RECORDS FOR THIS EXERCISE:

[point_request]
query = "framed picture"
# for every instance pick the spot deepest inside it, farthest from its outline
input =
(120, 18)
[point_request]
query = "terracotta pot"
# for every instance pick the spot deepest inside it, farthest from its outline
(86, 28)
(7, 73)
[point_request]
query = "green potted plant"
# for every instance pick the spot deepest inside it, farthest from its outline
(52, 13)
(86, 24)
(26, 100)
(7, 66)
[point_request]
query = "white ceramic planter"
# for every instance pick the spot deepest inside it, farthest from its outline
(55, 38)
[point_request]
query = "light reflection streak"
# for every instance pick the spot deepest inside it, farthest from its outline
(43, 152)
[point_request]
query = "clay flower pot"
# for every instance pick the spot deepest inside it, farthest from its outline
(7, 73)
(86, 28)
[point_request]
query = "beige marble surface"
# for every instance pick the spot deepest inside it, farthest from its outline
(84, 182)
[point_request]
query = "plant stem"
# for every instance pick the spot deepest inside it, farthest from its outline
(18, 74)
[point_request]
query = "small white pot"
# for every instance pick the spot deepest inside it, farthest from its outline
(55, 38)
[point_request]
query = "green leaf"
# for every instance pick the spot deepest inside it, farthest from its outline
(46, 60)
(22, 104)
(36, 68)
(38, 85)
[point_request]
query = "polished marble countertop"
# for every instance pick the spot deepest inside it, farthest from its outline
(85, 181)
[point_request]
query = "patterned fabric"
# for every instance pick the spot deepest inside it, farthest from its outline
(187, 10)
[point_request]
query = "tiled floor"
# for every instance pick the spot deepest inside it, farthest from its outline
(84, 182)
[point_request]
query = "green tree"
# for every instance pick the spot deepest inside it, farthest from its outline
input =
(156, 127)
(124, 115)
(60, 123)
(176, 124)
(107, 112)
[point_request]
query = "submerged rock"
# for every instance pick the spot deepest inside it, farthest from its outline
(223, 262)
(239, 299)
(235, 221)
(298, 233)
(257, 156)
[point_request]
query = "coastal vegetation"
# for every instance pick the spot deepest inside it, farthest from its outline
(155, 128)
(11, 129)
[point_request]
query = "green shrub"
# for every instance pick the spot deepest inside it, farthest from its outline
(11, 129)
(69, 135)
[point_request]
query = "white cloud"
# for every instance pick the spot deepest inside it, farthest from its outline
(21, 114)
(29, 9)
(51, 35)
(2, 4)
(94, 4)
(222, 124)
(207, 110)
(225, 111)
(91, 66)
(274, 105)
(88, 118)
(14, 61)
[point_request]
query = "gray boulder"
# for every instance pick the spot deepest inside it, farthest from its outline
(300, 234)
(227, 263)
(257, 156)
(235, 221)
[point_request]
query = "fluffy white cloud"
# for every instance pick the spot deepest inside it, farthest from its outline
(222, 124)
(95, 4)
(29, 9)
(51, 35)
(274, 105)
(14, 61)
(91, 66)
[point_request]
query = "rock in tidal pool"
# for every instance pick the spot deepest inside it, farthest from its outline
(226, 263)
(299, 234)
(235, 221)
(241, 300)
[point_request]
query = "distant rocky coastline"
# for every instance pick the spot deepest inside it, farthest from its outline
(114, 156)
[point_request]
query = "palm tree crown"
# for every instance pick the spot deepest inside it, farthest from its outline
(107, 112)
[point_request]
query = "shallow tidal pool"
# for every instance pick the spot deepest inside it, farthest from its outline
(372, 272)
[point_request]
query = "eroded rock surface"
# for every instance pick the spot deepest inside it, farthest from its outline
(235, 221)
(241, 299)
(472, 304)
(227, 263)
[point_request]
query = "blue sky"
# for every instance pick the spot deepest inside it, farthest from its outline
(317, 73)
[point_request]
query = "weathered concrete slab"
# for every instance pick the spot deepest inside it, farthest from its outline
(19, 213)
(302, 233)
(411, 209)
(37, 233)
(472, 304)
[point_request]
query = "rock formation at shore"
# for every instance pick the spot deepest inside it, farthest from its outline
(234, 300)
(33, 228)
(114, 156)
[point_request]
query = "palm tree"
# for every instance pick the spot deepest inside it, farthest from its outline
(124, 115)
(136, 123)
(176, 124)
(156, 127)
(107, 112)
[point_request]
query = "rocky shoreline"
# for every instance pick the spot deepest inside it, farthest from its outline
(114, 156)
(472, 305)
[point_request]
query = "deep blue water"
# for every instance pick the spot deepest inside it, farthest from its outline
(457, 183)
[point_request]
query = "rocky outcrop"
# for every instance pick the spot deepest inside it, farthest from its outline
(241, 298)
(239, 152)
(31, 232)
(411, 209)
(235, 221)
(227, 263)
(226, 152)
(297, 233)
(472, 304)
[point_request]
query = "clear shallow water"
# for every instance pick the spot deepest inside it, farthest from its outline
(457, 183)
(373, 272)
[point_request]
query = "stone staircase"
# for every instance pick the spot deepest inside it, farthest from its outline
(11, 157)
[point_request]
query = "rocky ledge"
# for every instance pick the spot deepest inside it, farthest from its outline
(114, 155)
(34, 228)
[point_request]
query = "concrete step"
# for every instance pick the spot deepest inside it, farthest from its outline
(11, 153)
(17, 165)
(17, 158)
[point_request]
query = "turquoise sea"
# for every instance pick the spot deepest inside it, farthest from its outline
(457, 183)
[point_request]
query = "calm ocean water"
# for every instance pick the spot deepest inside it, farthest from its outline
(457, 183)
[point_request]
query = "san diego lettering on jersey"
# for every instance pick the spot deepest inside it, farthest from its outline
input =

TO DO: Lines with "shallow": return each one from the data above.

OUTPUT FOR THIS TASK:
query = "shallow tidal pool"
query = "clear shallow water"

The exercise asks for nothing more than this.